ПОСЛЕДНЕЕ
Художник Цветков сшил огромную ушанку Российской империи

Художник Цветков сшил огромную ушанку Российской империи

«Шинель — это комфортно, за неё морду не набьют»

Художник Дмитрий Цветков без стеснения называет себе швеей. Его искусство действительно – домотканное. Цветков ювелирно вышивает концептуальные смыслы имперского масштаба. Среди его самых известных арт-объектов – гигантская картина империи под названием «Мягкая Родина», огромная шапка-ушанка, похожая на герб, мягкие пистолеты и кинжалы, шинели, украшенные вышитые бисером орденами и ватники с ползущими солдатиками. Художник как кутюрье – шьет произведения коллекциями, которые потом выставляются в музеях по всему миру. Обычно Дмитрий очень серьезно, но с очевидной иронией, рассказывает о своем творчестве, не раскрывая всех карт. Но с «МК» он был предельно откровенен.

«Моду сделали мужики»

– Ты родился в Коломне. Теперь, став известным художником, делал там какие-то проекты? Хочется возвращаться на малую родину?

– Маленькие русские города со святыми церквами любят интеллигенты из столиц. Человек, который оттуда сбежал, никогда в жизни туда не вернется. Хуже и гаже, чем город Коломна, не существует ничего, хотя там необычайно красиво. Там монастыри, колокольный звон… Родиться можно, но жить, ребята, там нельзя.

– Почему?

– Там полное бесправие. Человек, который выходит на Пушкинскую площадь, получает палкой по лбу и считает, что это бесправие, ничего не знает о жизни. Бесправие – там, в провинции, где главный человек – милиционер и продавец водки.

– Когда ты уехал?

– Закончив восемь классов, я уехал и поступил в художественное училище в Москве. Нельзя было сказать, что я хочу быть художником. Это был ад. Все в классе хотели стать шоферами или военными, и стали. Ничего в этом страшного нет. Но я хотел чего-то другого…

– Как мальчик из Коломны увлекся шитьем, когда все одноклассники мечтали стать военными?

– Я всегда удивляюсь, когда говорят, что шитье – это женская работа. Моду сделали мужики. Первым меха надел Геракл, когда убил льва. Первыми, кто делал макияж, красил волосы и ногти, а также делал украшения, амулеты, были воины. Женщины не красились. Хатшепсут (царица, ставшая фараоном – М.М.) посылала из Египта за хной корабли в мифическую страну Пунт, но они ничего не привезли, кроме золота. Вся мода пошла от мужиков. Мужикам свойственно рукоделие. У меня две помощницы девочки, а остальные мальчики. Я в детстве играл в войнушку, делал человечков-воинов. Потом начал учиться прекрасному в художественном училище. Выглядело это так: сначала я штриховал куб, потом ворону, потом ведро… В Коломне я ходил в изостудию, у меня папа был художником, причём одним из первых, кто работал с Сергеем Образцовым. Папа пришел в изуродованный театр в 17 лет, когда шла Великая отечественная война. Он был десантником, весь его отряд убили. 

– То есть с самого начала для тебя война и декоративное искусство были слиты воедино?

▶ [ЗАДАНИЯ]
#1 Ответь на вопросы по интервью с художником Цветковым:
(а) Куда он уехал после восьми классов?
(б) Кто, по его словам, первым надел меха?
(в) Сколько лет было его отцу, когда тот пришел в театр?
#2 Напиши следующую часть интервью с художником Цветковым, начиная сразу после последней реплики.

▶ [ЗАПИСИ]
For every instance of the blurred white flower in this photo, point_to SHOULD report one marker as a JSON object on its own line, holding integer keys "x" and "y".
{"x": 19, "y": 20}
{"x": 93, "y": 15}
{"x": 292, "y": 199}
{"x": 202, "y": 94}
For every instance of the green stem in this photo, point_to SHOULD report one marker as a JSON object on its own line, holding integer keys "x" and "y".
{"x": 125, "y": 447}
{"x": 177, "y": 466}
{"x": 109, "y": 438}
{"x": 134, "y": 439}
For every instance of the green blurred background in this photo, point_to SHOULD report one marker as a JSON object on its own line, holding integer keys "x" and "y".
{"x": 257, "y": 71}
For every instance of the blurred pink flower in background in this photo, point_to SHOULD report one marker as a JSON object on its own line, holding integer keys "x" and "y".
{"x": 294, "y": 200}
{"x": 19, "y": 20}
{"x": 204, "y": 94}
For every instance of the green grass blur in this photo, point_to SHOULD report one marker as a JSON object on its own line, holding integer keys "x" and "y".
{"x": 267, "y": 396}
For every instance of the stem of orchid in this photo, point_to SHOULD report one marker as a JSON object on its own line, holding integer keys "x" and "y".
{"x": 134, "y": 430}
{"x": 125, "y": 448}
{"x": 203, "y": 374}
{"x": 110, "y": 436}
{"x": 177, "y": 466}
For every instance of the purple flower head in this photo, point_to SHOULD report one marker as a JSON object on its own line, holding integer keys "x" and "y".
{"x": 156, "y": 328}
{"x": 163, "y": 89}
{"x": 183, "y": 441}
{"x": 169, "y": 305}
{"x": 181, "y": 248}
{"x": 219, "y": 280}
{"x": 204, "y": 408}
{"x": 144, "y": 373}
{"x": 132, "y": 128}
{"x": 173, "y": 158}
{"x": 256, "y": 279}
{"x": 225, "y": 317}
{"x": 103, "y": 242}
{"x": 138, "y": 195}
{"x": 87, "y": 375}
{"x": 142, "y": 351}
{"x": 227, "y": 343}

▶ [ОТВЕТЫ К ЗАДАНИЯМ]
#1
(а) В Москву, где поступил в художественное училище.
(б) Геракл, когда убил льва.
(в) 17 лет.

#2
– Да. С детства. В родном городе я пытался быть брутальным мальчиком, а потом однажды нарисовал воробьев на ветке и мой рисунок взяли на выставку. Туда пришел журналист и написал, что только детское отзывчивое сердце может нарисовать таких бедных птичек. Он меня прочухал. А на следующий день на меня все девочки показывали пальцем – «отзывчивое сердце» – и смеялись. Я был уничтожен. Я тут же записался в академическую греблю, чтобы спрятать свое отзывчивое сердце. А потом оно взяло вверх, и я начал учиться прекрасному – рисовал страшные натюрморты, натурщиц, серпы да яйца (называли это «серпом по яйцам»), потом делал какие-то самовары, и так прошло 20 лет.

– Как занесло на монументальный факультет художественного института имени Сурикова?

– Классическая станковая живопись – жуткая убогая кандовость. Тем более, русская – это ведь реализм. Искусство все время должно что-то доказывать. Все русское искусство необычайно литературно. Я прихожу с сыном в Третьяковку, он смотрит 15 минут на Боярыню Морозову и спрашивает: «А где лыжники?». Люди ищут похожее. Поэтому я пошел в декоративно-прикладное искусство – там хоть витражи, мозаики, по специальности я художник живописец-монументалист.

– Что большое монументальное было сделано?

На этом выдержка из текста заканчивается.